• [WHAT THE TASK REQUIRES]: Convert all of the material below into a Markdown table with the columns Row and Line. Number each row and leave out blank lines.

• [EXTRACTED RECORDS]:
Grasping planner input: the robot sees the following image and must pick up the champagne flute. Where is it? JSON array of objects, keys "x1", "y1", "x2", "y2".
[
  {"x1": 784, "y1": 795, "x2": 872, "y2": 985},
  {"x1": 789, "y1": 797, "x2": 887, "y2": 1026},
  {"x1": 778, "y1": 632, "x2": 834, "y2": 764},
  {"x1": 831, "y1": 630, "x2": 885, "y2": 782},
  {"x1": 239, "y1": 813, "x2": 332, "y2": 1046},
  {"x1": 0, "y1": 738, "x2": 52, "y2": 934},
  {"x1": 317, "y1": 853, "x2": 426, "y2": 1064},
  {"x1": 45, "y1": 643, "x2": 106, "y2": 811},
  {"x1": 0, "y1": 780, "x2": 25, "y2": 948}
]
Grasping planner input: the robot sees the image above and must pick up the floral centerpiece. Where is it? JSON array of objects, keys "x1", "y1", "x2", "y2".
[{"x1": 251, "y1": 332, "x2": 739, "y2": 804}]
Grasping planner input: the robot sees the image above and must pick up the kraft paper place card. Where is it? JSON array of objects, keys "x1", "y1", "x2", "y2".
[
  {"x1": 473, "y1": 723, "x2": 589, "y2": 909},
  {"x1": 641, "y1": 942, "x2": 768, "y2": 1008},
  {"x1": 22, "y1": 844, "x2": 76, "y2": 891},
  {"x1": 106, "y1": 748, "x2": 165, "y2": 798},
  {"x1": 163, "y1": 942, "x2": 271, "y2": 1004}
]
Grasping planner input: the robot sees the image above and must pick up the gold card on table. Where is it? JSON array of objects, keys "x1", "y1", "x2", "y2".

• [EXERCISE RESPONSE]:
| Row | Line |
|---|---|
| 1 | Grasping planner input: the robot sees the following image and must pick up the champagne flute. Where is it? JSON array of objects, keys "x1", "y1", "x2", "y2". |
| 2 | [ |
| 3 |   {"x1": 784, "y1": 795, "x2": 872, "y2": 985}, |
| 4 |   {"x1": 789, "y1": 797, "x2": 887, "y2": 1026}, |
| 5 |   {"x1": 778, "y1": 632, "x2": 834, "y2": 764}, |
| 6 |   {"x1": 831, "y1": 630, "x2": 885, "y2": 782}, |
| 7 |   {"x1": 239, "y1": 813, "x2": 332, "y2": 1046}, |
| 8 |   {"x1": 0, "y1": 738, "x2": 52, "y2": 934}, |
| 9 |   {"x1": 317, "y1": 853, "x2": 426, "y2": 1064}, |
| 10 |   {"x1": 45, "y1": 643, "x2": 106, "y2": 811}, |
| 11 |   {"x1": 0, "y1": 780, "x2": 25, "y2": 948} |
| 12 | ] |
| 13 | Grasping planner input: the robot sees the image above and must pick up the floral centerpiece. Where is it? JSON array of objects, keys "x1", "y1", "x2", "y2". |
| 14 | [{"x1": 251, "y1": 332, "x2": 739, "y2": 804}] |
| 15 | Grasping planner input: the robot sees the image above and must pick up the kraft paper place card. Where is it? JSON array of objects, keys "x1", "y1", "x2", "y2". |
| 16 | [ |
| 17 |   {"x1": 473, "y1": 723, "x2": 589, "y2": 909}, |
| 18 |   {"x1": 641, "y1": 942, "x2": 768, "y2": 1008}, |
| 19 |   {"x1": 22, "y1": 844, "x2": 76, "y2": 891}, |
| 20 |   {"x1": 106, "y1": 748, "x2": 165, "y2": 798}, |
| 21 |   {"x1": 163, "y1": 942, "x2": 271, "y2": 1004} |
| 22 | ] |
| 23 | Grasping planner input: the robot sees the image above and must pick up the gold card on table. Where is it? JSON array of objects, keys "x1", "y1", "x2", "y2". |